▶ [What you have to do] Only the lines from the one containing "Could you put a marker on the house" to the end of the entries should be written out, each exactly as it stands, both ends included.

▶ [Records to process]
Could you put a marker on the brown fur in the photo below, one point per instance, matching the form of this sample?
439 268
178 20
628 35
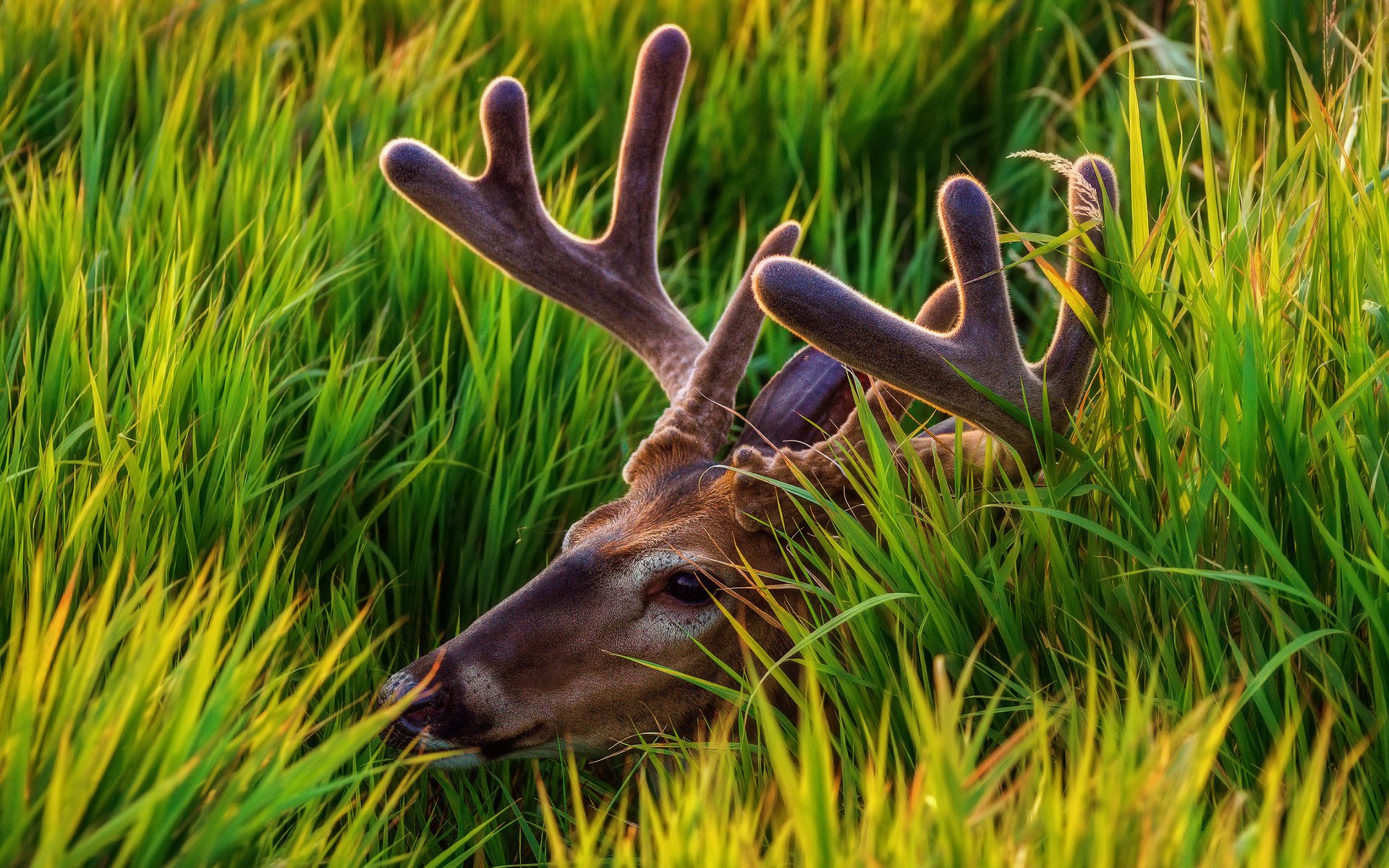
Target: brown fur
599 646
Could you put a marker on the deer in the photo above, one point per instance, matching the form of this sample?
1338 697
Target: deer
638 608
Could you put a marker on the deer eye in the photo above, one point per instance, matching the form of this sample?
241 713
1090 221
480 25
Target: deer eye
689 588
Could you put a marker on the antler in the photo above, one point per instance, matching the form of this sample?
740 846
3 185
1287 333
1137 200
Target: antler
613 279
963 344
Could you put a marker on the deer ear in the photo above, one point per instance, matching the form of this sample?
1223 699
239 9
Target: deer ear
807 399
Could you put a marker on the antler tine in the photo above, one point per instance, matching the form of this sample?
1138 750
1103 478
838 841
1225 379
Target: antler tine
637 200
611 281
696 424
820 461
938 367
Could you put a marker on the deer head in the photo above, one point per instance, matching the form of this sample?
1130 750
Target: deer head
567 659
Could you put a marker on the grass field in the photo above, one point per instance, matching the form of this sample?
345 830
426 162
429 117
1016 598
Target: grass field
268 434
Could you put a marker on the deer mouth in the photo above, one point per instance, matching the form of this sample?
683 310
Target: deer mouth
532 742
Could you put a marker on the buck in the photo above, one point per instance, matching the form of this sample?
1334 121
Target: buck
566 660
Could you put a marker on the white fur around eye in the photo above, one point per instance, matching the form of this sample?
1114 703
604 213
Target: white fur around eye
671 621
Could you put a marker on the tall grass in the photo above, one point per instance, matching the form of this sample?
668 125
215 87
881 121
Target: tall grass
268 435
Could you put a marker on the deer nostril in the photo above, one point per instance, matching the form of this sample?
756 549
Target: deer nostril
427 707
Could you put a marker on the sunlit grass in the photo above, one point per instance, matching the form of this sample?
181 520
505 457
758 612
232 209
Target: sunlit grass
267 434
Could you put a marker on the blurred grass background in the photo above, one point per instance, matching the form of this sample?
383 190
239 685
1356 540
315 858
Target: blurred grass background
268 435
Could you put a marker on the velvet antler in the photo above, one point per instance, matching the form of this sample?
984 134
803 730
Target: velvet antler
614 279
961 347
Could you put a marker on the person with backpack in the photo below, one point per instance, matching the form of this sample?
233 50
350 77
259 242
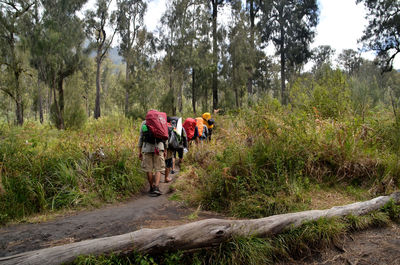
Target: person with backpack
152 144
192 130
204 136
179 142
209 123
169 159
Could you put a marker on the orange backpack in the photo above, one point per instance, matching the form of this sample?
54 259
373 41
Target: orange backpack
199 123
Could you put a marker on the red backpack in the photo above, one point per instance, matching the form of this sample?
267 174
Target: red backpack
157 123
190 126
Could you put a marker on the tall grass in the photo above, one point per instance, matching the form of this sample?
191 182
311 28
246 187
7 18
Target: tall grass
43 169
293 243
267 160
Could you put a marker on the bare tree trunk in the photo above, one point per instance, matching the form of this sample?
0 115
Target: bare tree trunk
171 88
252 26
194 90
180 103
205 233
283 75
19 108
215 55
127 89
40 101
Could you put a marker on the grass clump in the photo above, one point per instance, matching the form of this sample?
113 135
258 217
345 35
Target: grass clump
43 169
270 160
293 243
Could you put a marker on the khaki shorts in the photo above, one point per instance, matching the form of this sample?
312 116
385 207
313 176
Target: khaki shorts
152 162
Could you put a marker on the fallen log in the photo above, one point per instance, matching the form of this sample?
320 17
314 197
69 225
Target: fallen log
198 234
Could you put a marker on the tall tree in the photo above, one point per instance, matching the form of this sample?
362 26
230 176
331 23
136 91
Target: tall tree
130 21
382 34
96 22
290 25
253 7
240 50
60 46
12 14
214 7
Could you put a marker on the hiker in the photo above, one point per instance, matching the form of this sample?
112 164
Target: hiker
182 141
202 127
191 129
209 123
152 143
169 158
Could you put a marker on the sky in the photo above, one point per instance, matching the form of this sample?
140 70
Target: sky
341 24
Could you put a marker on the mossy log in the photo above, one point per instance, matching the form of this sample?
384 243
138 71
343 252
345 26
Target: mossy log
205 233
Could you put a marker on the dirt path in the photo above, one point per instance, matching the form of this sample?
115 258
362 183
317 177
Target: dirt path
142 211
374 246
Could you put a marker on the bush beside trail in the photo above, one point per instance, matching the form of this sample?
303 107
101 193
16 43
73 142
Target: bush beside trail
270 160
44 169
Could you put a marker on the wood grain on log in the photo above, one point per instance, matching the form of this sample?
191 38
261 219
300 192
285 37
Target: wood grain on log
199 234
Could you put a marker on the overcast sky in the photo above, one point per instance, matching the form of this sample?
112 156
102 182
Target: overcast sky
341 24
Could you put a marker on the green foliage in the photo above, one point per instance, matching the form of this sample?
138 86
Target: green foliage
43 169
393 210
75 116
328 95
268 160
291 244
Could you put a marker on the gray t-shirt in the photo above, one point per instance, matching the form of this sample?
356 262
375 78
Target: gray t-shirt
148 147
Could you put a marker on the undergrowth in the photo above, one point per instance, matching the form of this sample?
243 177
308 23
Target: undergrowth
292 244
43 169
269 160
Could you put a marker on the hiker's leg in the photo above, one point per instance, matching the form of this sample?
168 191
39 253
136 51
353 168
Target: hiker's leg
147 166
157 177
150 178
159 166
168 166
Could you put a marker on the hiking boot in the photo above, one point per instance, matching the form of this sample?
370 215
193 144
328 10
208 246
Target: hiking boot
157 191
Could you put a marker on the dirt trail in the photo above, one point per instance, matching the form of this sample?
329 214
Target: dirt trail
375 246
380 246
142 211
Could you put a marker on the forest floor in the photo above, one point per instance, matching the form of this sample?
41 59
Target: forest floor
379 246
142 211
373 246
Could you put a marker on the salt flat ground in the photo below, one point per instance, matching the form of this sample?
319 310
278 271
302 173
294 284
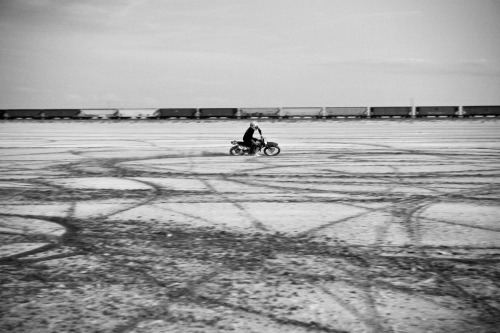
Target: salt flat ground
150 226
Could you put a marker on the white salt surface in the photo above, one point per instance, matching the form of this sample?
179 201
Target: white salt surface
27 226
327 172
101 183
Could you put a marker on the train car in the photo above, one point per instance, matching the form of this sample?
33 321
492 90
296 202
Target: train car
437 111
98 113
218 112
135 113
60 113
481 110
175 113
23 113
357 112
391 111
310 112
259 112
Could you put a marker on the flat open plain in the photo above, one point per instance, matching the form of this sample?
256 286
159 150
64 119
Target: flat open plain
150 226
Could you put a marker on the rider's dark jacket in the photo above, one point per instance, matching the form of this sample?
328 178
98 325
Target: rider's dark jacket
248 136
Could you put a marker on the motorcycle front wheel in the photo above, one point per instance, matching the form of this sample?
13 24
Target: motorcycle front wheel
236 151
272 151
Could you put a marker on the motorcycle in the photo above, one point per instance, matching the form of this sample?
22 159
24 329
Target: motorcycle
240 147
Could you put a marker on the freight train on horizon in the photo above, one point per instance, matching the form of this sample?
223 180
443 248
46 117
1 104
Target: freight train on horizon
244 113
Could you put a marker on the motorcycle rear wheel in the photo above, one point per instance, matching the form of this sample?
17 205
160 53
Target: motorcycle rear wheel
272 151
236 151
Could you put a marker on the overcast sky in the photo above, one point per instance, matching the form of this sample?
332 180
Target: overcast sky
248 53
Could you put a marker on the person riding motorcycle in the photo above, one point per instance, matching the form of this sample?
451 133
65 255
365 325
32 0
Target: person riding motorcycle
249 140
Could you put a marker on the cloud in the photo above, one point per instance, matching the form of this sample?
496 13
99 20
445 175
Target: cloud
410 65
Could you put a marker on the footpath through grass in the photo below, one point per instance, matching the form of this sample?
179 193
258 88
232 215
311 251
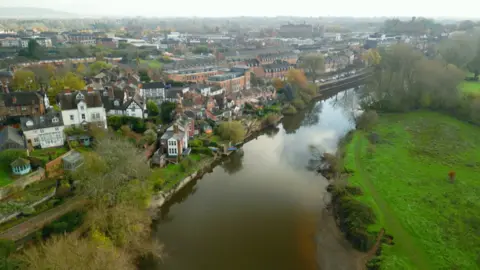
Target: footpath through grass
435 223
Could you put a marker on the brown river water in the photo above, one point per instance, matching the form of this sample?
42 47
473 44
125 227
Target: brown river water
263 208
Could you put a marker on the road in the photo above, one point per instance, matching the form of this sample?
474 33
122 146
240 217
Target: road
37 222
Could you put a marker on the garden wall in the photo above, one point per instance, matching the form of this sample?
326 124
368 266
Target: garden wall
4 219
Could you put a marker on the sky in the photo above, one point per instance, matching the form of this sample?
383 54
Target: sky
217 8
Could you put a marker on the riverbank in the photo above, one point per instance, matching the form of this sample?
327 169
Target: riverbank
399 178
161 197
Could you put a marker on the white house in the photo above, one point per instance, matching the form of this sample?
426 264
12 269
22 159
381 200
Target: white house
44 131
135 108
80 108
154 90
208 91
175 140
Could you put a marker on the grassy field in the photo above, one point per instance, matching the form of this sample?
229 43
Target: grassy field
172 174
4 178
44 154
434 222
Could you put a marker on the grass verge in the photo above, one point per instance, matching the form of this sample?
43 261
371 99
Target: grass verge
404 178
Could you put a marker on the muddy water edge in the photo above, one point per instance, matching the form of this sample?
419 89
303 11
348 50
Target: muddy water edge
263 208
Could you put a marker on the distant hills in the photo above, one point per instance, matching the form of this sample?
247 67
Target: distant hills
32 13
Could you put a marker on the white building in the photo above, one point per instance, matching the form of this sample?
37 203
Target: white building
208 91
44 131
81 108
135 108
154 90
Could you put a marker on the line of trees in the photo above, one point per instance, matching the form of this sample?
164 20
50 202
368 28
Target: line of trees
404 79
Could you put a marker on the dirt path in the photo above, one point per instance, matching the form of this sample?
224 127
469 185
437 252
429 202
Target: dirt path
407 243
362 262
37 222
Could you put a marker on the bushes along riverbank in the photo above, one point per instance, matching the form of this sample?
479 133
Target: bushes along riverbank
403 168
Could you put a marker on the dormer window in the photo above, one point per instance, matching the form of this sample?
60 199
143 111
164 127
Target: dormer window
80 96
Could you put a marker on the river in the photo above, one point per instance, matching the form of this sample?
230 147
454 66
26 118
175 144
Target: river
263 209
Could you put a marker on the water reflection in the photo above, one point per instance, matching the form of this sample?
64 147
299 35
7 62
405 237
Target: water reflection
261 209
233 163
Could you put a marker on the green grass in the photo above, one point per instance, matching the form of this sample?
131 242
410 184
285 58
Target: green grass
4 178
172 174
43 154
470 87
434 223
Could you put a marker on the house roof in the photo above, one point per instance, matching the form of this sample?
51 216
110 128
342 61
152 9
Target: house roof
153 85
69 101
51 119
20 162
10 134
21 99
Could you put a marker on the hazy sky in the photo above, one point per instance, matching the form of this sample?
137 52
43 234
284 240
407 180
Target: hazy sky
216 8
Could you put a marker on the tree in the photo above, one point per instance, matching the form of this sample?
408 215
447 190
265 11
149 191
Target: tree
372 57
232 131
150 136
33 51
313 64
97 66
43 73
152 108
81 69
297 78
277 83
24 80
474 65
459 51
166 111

▶ [Written answer]
Could you put a marker on the house roof in the photo above, one point per instance, matching the form of this sample?
51 216
110 128
342 61
152 9
Target: house roof
153 85
69 101
51 119
20 162
10 134
21 99
Could you put a marker on the hazy sky in the photo above, one point per instance, matching the form of this sample?
137 52
43 234
284 240
407 180
Target: hazy sky
216 8
Could you put a marker on the tree in the photo above, one point per instance, matching the form of this sample?
408 215
447 190
265 11
149 191
Target: tree
372 57
232 131
150 136
33 51
313 64
97 66
43 73
152 108
81 69
297 78
277 83
24 80
474 65
459 51
166 111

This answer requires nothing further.